[Dataset entries]
########

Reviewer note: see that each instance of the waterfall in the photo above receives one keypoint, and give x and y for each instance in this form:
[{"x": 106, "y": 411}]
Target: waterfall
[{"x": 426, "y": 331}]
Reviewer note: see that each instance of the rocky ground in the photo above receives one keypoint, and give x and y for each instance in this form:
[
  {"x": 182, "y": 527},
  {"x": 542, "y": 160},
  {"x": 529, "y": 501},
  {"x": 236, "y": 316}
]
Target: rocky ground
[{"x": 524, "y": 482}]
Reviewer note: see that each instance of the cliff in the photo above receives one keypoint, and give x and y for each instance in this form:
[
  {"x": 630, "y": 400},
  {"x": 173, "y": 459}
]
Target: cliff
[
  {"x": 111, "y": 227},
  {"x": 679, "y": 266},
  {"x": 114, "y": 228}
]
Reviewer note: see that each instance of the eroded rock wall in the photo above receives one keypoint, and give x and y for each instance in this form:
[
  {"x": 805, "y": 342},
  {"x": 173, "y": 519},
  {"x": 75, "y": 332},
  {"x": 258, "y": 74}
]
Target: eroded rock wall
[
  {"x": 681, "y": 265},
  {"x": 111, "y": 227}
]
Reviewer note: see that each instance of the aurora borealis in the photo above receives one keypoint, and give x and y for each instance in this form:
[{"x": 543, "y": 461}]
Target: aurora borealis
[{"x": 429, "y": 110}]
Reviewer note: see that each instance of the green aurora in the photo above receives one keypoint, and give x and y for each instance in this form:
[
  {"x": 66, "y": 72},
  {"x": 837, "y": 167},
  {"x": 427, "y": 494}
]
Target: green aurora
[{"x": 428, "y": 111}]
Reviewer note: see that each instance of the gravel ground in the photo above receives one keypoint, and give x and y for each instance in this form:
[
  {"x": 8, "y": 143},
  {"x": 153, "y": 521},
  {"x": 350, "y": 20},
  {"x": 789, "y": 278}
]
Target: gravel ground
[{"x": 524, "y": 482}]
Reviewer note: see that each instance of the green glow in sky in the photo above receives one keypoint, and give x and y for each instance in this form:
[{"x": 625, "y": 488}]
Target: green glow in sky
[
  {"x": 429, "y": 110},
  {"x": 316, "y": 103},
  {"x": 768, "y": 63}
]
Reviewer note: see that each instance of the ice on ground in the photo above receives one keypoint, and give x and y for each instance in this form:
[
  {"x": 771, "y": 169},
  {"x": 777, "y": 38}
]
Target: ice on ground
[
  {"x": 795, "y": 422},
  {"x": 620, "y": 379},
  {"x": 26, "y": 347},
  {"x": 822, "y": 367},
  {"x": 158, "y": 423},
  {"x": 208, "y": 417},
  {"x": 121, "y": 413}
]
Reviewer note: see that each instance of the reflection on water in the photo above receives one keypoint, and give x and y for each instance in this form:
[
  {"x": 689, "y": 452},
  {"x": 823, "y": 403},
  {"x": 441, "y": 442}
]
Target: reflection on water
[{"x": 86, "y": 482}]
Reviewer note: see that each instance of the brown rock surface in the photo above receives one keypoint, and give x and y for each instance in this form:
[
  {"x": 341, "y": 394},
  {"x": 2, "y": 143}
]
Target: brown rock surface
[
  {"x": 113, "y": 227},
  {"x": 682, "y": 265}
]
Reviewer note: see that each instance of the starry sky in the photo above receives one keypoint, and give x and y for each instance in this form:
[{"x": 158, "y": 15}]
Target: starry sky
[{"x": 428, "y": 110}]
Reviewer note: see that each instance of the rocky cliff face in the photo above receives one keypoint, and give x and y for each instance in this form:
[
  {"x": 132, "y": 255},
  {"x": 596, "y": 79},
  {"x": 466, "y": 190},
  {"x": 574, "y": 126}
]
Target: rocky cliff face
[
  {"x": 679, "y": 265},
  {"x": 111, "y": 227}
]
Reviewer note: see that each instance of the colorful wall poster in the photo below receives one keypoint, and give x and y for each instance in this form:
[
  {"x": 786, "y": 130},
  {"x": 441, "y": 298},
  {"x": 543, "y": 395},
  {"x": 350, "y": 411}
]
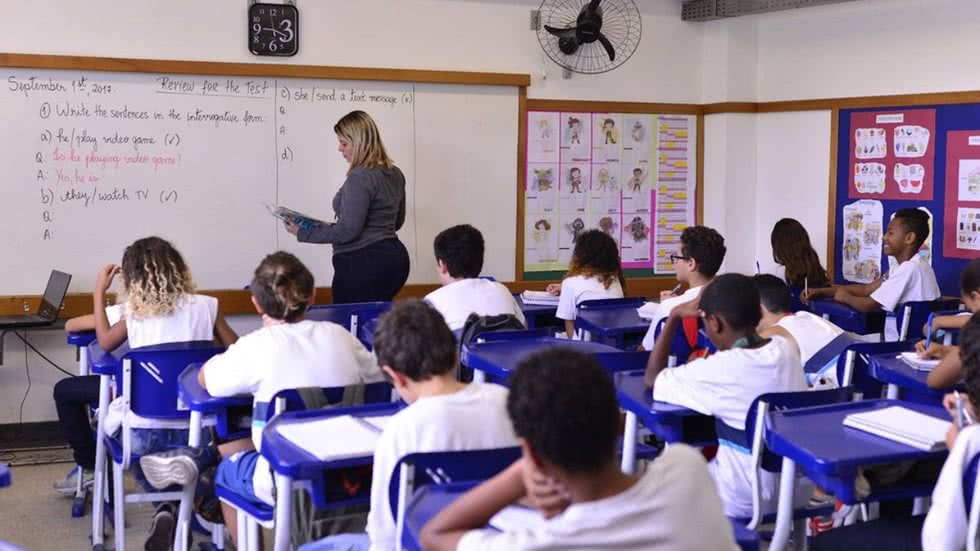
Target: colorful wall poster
[
  {"x": 961, "y": 224},
  {"x": 629, "y": 175},
  {"x": 861, "y": 242},
  {"x": 892, "y": 154}
]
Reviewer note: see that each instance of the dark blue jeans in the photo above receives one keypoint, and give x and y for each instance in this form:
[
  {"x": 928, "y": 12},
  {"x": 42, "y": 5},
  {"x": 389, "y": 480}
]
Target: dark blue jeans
[{"x": 374, "y": 273}]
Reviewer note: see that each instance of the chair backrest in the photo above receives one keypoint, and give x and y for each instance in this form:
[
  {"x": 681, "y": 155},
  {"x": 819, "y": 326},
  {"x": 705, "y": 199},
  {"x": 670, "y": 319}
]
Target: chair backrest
[
  {"x": 607, "y": 303},
  {"x": 303, "y": 399},
  {"x": 912, "y": 316},
  {"x": 420, "y": 469},
  {"x": 150, "y": 374},
  {"x": 680, "y": 349},
  {"x": 755, "y": 427}
]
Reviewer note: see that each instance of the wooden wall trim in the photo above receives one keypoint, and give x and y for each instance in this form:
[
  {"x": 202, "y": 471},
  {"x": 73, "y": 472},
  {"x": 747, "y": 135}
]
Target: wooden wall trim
[{"x": 129, "y": 65}]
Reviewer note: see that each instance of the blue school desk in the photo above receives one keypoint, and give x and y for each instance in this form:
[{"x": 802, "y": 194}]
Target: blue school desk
[
  {"x": 898, "y": 375},
  {"x": 291, "y": 463},
  {"x": 496, "y": 361},
  {"x": 849, "y": 319},
  {"x": 671, "y": 423},
  {"x": 829, "y": 454},
  {"x": 612, "y": 324},
  {"x": 429, "y": 500}
]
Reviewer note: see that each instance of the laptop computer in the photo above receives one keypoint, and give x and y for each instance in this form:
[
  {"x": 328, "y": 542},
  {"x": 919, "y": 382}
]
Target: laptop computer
[{"x": 47, "y": 311}]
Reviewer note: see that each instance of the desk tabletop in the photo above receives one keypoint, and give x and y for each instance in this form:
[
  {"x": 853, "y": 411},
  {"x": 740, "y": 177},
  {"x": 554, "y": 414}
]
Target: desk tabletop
[
  {"x": 500, "y": 358},
  {"x": 670, "y": 422},
  {"x": 289, "y": 459}
]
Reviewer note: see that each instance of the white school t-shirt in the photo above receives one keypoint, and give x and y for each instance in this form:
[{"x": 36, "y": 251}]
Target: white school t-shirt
[
  {"x": 672, "y": 507},
  {"x": 578, "y": 289},
  {"x": 946, "y": 525},
  {"x": 459, "y": 299},
  {"x": 810, "y": 331},
  {"x": 664, "y": 309},
  {"x": 289, "y": 355},
  {"x": 724, "y": 385},
  {"x": 912, "y": 280},
  {"x": 470, "y": 419}
]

########

● **What you need to do**
Every record must be set down again exactly; pictures do not belong in the copy.

● **Written answer**
Reviewer note: see that each instance of the waterfall in the photo above receives one keypoint, and give x and y for each instance in this form:
[{"x": 106, "y": 411}]
Target: waterfall
[{"x": 426, "y": 331}]
Reviewer note: see that each instance of the rocky ground in the photo above receives one keypoint, and give x and y for each instance in this form:
[
  {"x": 182, "y": 527},
  {"x": 542, "y": 160},
  {"x": 529, "y": 501},
  {"x": 236, "y": 316}
]
Target: rocky ground
[{"x": 524, "y": 482}]
Reviewer note: see that each instance of the cliff in the photo above receives one keypoint, and give x and y for each instance in this form:
[
  {"x": 630, "y": 400},
  {"x": 173, "y": 459}
]
Target: cliff
[
  {"x": 111, "y": 227},
  {"x": 679, "y": 266},
  {"x": 114, "y": 228}
]
Reviewer note: see that each instance of the eroded rock wall in the photo above receives one keypoint, and give x and y for each instance in this form:
[
  {"x": 805, "y": 342},
  {"x": 173, "y": 519},
  {"x": 75, "y": 332},
  {"x": 258, "y": 74}
]
Target: eroded rock wall
[
  {"x": 681, "y": 265},
  {"x": 111, "y": 227}
]
Reviewer note: see that each instance of the aurora borealis in the photo above receives one keypoint, and give x and y for each instance in this form:
[{"x": 543, "y": 461}]
Target: aurora borealis
[{"x": 429, "y": 110}]
Reviewer note: see that each instance of the green aurora in the photo above receives one keypoint, and give x and y for each instance in this form:
[
  {"x": 66, "y": 72},
  {"x": 837, "y": 167},
  {"x": 427, "y": 494}
]
Target: green aurora
[{"x": 428, "y": 111}]
Reviewer note: see that each instance of the gravel ground in the photo above receives one keypoint, and give x and y for each instance in this form:
[
  {"x": 8, "y": 143},
  {"x": 153, "y": 521},
  {"x": 350, "y": 20},
  {"x": 789, "y": 278}
]
Target: gravel ground
[{"x": 524, "y": 482}]
Reviewer note: see that each instance of the green glow in sky in the photo above receives one keypoint, and give x and y for each instance in this form:
[{"x": 625, "y": 488}]
Target: green glow in sky
[
  {"x": 429, "y": 110},
  {"x": 316, "y": 103},
  {"x": 768, "y": 63}
]
Reviewer note: see that each instance of the ice on ground in the photo above receives one keypoint, and give x and y for each instance in this form:
[
  {"x": 771, "y": 169},
  {"x": 777, "y": 38}
]
Target: ice on ground
[
  {"x": 795, "y": 422},
  {"x": 620, "y": 379},
  {"x": 26, "y": 347},
  {"x": 822, "y": 367},
  {"x": 158, "y": 423},
  {"x": 208, "y": 417},
  {"x": 121, "y": 413}
]
Reviewer note: see that each instance of the reflection on water in the photo above receives one keypoint, and give x and y for each instance in this form:
[
  {"x": 689, "y": 452},
  {"x": 823, "y": 403},
  {"x": 441, "y": 442}
]
Target: reflection on water
[{"x": 86, "y": 482}]
Reviewer note: see that each instance of the brown rock surface in the photo above receives one keypoint, and give x and y for each instance in this form:
[
  {"x": 341, "y": 394},
  {"x": 2, "y": 143}
]
Target: brown rock surface
[
  {"x": 113, "y": 227},
  {"x": 682, "y": 265}
]
Reviewer note: see that each instance of the starry sky in the photo above receives one keypoint, and give x and y for each instance in this form:
[{"x": 158, "y": 15}]
Target: starry sky
[{"x": 428, "y": 110}]
Reviewer note: see that each instance of the rocky cliff face in the photo above receives one keypoint, and give x and y for each instance in this form:
[
  {"x": 132, "y": 255},
  {"x": 596, "y": 79},
  {"x": 466, "y": 190},
  {"x": 574, "y": 126}
]
Target: rocky cliff face
[
  {"x": 679, "y": 265},
  {"x": 111, "y": 227}
]
Reviewer note: see that each instance of the colorful wall poster in the photo below receives one keypoint, and give x and y for each instance in this form:
[
  {"x": 786, "y": 130},
  {"x": 441, "y": 298},
  {"x": 543, "y": 395},
  {"x": 350, "y": 411}
]
Target: colorful wall poster
[
  {"x": 961, "y": 224},
  {"x": 629, "y": 175},
  {"x": 861, "y": 242},
  {"x": 892, "y": 154}
]
Reviewer note: see that each instance of the dark blue jeans in the photo above receives one keypoint, and give x and y for each instance in this form:
[
  {"x": 928, "y": 12},
  {"x": 42, "y": 5},
  {"x": 389, "y": 480}
]
Target: dark blue jeans
[{"x": 374, "y": 273}]
Reviewer note: see that each instance of the chair backrest in the photo above receives one keypoint, and give x and y for each instance in this form:
[
  {"x": 681, "y": 155},
  {"x": 819, "y": 326},
  {"x": 705, "y": 199},
  {"x": 670, "y": 319}
]
Target: chair backrest
[
  {"x": 607, "y": 303},
  {"x": 303, "y": 399},
  {"x": 912, "y": 316},
  {"x": 420, "y": 469},
  {"x": 150, "y": 374},
  {"x": 680, "y": 349},
  {"x": 755, "y": 427}
]
Reviewer note: see that each instance of the wooden wall trim in the photo above receives one keypoint, and give x and y for each instance in this form:
[
  {"x": 202, "y": 471},
  {"x": 73, "y": 472},
  {"x": 747, "y": 135}
]
Target: wooden wall trim
[{"x": 129, "y": 65}]
Reviewer note: see that each instance of the blue school desk in the photo above receives one keypoint, and give x and y for each instance in this form:
[{"x": 802, "y": 194}]
Target: blue school desk
[
  {"x": 898, "y": 375},
  {"x": 291, "y": 463},
  {"x": 496, "y": 361},
  {"x": 849, "y": 319},
  {"x": 671, "y": 423},
  {"x": 829, "y": 454},
  {"x": 612, "y": 324},
  {"x": 429, "y": 500}
]
Reviewer note: see that each instance of the laptop computer in the photo above receives one keypoint, and give x and y for each instance in this form:
[
  {"x": 328, "y": 542},
  {"x": 919, "y": 382}
]
Target: laptop computer
[{"x": 47, "y": 311}]
Reviewer note: see that each instance of the desk tabletop in the photo above receives one keypoint, and give x and y for each instance in this form:
[
  {"x": 853, "y": 411},
  {"x": 740, "y": 177},
  {"x": 554, "y": 414}
]
Target: desk tabletop
[
  {"x": 500, "y": 358},
  {"x": 670, "y": 422},
  {"x": 289, "y": 459}
]
Reviewer note: see that each instance of the white school t-shirt in the photo above receives one keypoint, and give x and y for each instance in this form:
[{"x": 36, "y": 251}]
Target: white school t-shirt
[
  {"x": 672, "y": 507},
  {"x": 578, "y": 289},
  {"x": 946, "y": 525},
  {"x": 459, "y": 299},
  {"x": 810, "y": 331},
  {"x": 664, "y": 309},
  {"x": 289, "y": 355},
  {"x": 724, "y": 385},
  {"x": 912, "y": 280},
  {"x": 470, "y": 419}
]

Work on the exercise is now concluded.